▸ Kutipan Pilihan:
________________

Menurut Kouzes dan Posner, pemimpin yang efektif adalah mereka yang mampu
mengomunikasikan visi dengan penuh semangat, memberikan teladan dalam
berbicara, serta membangun koneksi emosional yang mendalam dengan komunitas
sekolah³. Oleh karena itu, pelatihan public speaking sebaiknya juga diarahkan
kepada para guru dan pimpinan sekolah, sehingga mereka dapat menjadi role model
sekaligus fasilitator dalam membina keterampilan komunikasi siswa.
5.3.
Integrasi Public Speaking dalam Kurikulum dan
Kegiatan Harian
Strategi berikutnya
adalah mengintegrasikan kegiatan public speaking dalam proses pembelajaran
sehari-hari. Presentasi kelompok, diskusi kelas, simulasi debat, serta refleksi
verbal atas materi pelajaran dapat menjadi media untuk melatih keberanian dan
kejelasan berkomunikasi. Menurut teori konstruktivisme, pengalaman belajar yang
bersifat aktif dan komunikatif akan memperkuat pemahaman dan keterlibatan siswa
secara holistik⁴.
Selain itu,
pelaksanaan upacara bendera, rapat kelas, dan forum musyawarah siswa dapat
dimanfaatkan sebagai platform nyata untuk mengembangkan
public speaking. Dalam konteks ini, setiap siswa diberi kesempatan untuk
memimpin, menyampaikan pendapat, dan menyuarakan aspirasi secara bertanggung
jawab dan terarah.
5.4.
Evaluasi dan Apresiasi sebagai Penguat Budaya
Public Speaking
Implementasi
keterampilan public speaking perlu diikuti dengan sistem evaluasi dan pemberian
apresiasi sebagai bentuk penguatan budaya sekolah. Evaluasi dapat dilakukan
melalui rubrik penilaian yang mengukur aspek verbal, nonverbal, struktur pesan,
serta kepercayaan diri siswa. Sementara itu, apresiasi dapat diberikan dalam bentuk
penghargaan siswa terbaik dalam lomba pidato, pembicara terbaik dalam forum
debat, atau MC terbaik dalam acara sekolah.
Menurut Bandura,
penghargaan dan penguatan positif (positive reinforcement) akan
meningkatkan motivasi intrinsik dan kepercayaan diri individu dalam menjalani
proses belajar sosial⁵. Dengan demikian, strategi ini akan mendorong siswa
untuk terus mengembangkan kemampuan public speaking sebagai bagian integral
dari identitas dan peran mereka di sekolah.

________________

Catatan set data anotasi titik
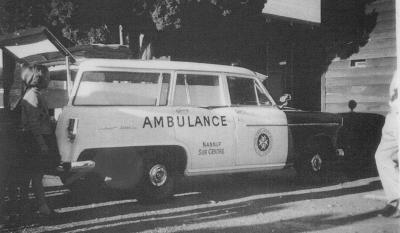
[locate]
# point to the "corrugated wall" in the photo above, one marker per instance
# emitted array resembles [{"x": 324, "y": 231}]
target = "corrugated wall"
[{"x": 366, "y": 82}]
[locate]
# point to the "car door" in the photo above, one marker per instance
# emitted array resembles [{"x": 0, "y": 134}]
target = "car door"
[
  {"x": 203, "y": 122},
  {"x": 261, "y": 127}
]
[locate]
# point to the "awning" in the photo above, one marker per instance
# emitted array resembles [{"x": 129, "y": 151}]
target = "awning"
[
  {"x": 308, "y": 11},
  {"x": 36, "y": 41}
]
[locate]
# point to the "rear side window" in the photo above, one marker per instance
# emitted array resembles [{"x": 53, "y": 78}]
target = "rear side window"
[
  {"x": 198, "y": 90},
  {"x": 123, "y": 88}
]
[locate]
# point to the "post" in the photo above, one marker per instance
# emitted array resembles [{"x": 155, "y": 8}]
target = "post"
[
  {"x": 121, "y": 35},
  {"x": 69, "y": 81}
]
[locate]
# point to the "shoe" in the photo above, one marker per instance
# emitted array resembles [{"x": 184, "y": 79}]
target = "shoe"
[{"x": 390, "y": 209}]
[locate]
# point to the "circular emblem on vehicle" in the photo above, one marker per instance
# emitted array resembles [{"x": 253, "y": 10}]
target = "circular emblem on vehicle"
[{"x": 263, "y": 142}]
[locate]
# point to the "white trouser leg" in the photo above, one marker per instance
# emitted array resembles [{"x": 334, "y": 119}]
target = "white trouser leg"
[{"x": 387, "y": 158}]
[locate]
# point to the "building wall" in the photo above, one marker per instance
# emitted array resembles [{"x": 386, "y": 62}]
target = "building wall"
[{"x": 365, "y": 76}]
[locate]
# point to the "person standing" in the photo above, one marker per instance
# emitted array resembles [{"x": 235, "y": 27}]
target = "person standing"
[
  {"x": 38, "y": 140},
  {"x": 387, "y": 154}
]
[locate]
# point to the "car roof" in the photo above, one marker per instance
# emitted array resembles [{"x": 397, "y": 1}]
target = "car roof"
[{"x": 163, "y": 65}]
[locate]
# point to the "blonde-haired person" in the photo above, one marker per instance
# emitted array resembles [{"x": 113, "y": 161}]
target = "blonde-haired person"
[
  {"x": 387, "y": 154},
  {"x": 38, "y": 140}
]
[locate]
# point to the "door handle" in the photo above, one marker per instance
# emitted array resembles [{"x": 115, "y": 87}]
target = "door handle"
[{"x": 182, "y": 111}]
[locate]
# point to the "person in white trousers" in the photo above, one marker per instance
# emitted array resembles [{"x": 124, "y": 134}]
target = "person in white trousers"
[{"x": 387, "y": 154}]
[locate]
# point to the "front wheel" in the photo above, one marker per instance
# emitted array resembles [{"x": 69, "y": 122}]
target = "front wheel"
[
  {"x": 311, "y": 165},
  {"x": 158, "y": 181}
]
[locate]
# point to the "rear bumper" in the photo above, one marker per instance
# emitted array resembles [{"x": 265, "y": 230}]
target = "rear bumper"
[{"x": 79, "y": 166}]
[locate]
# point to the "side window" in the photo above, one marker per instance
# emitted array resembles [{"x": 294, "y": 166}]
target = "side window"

________________

▸ Soal Tugas 1:
Dalam kutipan tentang public speaking di sekolah, apa yang menurut Bandura akan meningkatkan motivasi intrinsik dan kepercayaan diri individu?
▸ Soal Tugas 2:
Tuliskan kembali dengan tepat bagian kutipan tentang public speaking di sekolah, mulai dari "Integrasi Public Speaking" sampai dengan "secara holistik⁴.".
▸ Soal Tugas 3:
Tuliskan lanjutan kutipan tentang public speaking di sekolah, dimulai setelah kalimat terakhir yang tampak.

▸ Jawaban Tugas 1:
Penghargaan dan penguatan positif (positive reinforcement).

▸ Jawaban Tugas 2:
Integrasi Public Speaking dalam Kurikulum dan
Kegiatan Harian
Strategi berikutnya
adalah mengintegrasikan kegiatan public speaking dalam proses pembelajaran
sehari-hari. Presentasi kelompok, diskusi kelas, simulasi debat, serta refleksi
verbal atas materi pelajaran dapat menjadi media untuk melatih keberanian dan
kejelasan berkomunikasi. Menurut teori konstruktivisme, pengalaman belajar yang
bersifat aktif dan komunikatif akan memperkuat pemahaman dan keterlibatan siswa
secara holistik⁴.

▸ Jawaban Tugas 3:
Footnotes
[1]
William T. Ross, “Enhancing Student Confidence through Public Speaking
Activities in the Classroom,” International Journal of Educational Research
65, no. 3 (2014): 108–112.
[2]
Michael Osborn, Suzanne Osborn, and Randall Osborn, Public
Speaking: Finding Your Voice, 10th ed. (Boston: Pearson, 2012), 43–47.
[3]
James M. Kouzes and Barry Z. Posner, The Leadership Challenge,
6th ed. (Hoboken, NJ: Jossey-Bass, 2017), 104–109.
[4]
Lev S. Vygotsky, Mind in Society: The Development of Higher
Psychological Processes, ed. Michael Cole et al. (Cambridge, MA: Harvard
University Press, 1978), 86–91.
[5]
Albert Bandura, Social Learning Theory (Englewood Cliffs, NJ:
Prentice Hall, 1977), 59–65.
6.
Strategi Branding untuk Kegiatan Sekolah
Agar branding
kegiatan sekolah tidak hanya menjadi simbol visual yang hampa makna, dibutuhkan
strategi yang komprehensif dan berorientasi pada nilai serta dampak jangka
panjang. Branding yang kuat tidak lahir secara instan, tetapi merupakan hasil
dari proses berulang yang menggabungkan kejelasan identitas, konsistensi pesan,
kualitas aktivitas, serta keunggulan komunikasi publik. Oleh karena itu,
lembaga pendidikan perlu merancang strategi branding yang terencana, berbasis
nilai, dan menyentuh berbagai titik interaksi antara sekolah dan publik.
6.1.
Identifikasi Nilai Inti dan Ciri Khas Sekolah
Langkah pertama
dalam merancang strategi branding yang efektif adalah mengenali dan
mendefinisikan nilai inti (core values) serta keunggulan
khas (unique selling points) dari lembaga pendidikan. Sekolah
yang memiliki kekhasan pada bidang sains, seni, keagamaan, atau kepemimpinan,
misalnya, dapat menonjolkan keunggulan tersebut dalam berbagai kegiatan dan
komunikasi institusional. Menurut Aaker, diferensiasi nilai adalah salah satu
pilar utama dalam membangun brand equity yang kokoh¹.
Branding yang
berhasil menonjolkan kekhasan sekolah tidak hanya mempermudah publik dalam
mengenali identitas institusi, tetapi juga meningkatkan loyalitas stakeholders,
termasuk peserta didik, orang tua, alumni, dan mitra eksternal. Oleh sebab itu,
pemetaan potensi unggulan serta kejelasan positioning sekolah menjadi dasar
utama dalam penyusunan narasi branding yang otentik.
6.2.
Perencanaan Kegiatan yang Berorientasi Citra
dan Partisipasi
Setiap kegiatan
sekolah yang dipublikasikan kepada masyarakat, baik dalam skala internal maupun
eksternal, merupakan representasi langsung dari citra sekolah itu sendiri. Oleh
karena itu, branding harus diintegrasikan ke dalam proses perencanaan
program kegiatan, mulai dari penamaan, desain, tujuan, hingga
metode pelaksanaannya. Branding yang kuat muncul dari kegiatan yang bermakna,
berdampak, dan memiliki narasi kuat yang dapat diartikulasikan melalui berbagai
medium.
Kegiatan yang dapat
menjadi branding
moments antara lain: pentas seni tahunan, olimpiade antar pelajar,
kegiatan literasi, festival keagamaan, atau program pengabdian masyarakat.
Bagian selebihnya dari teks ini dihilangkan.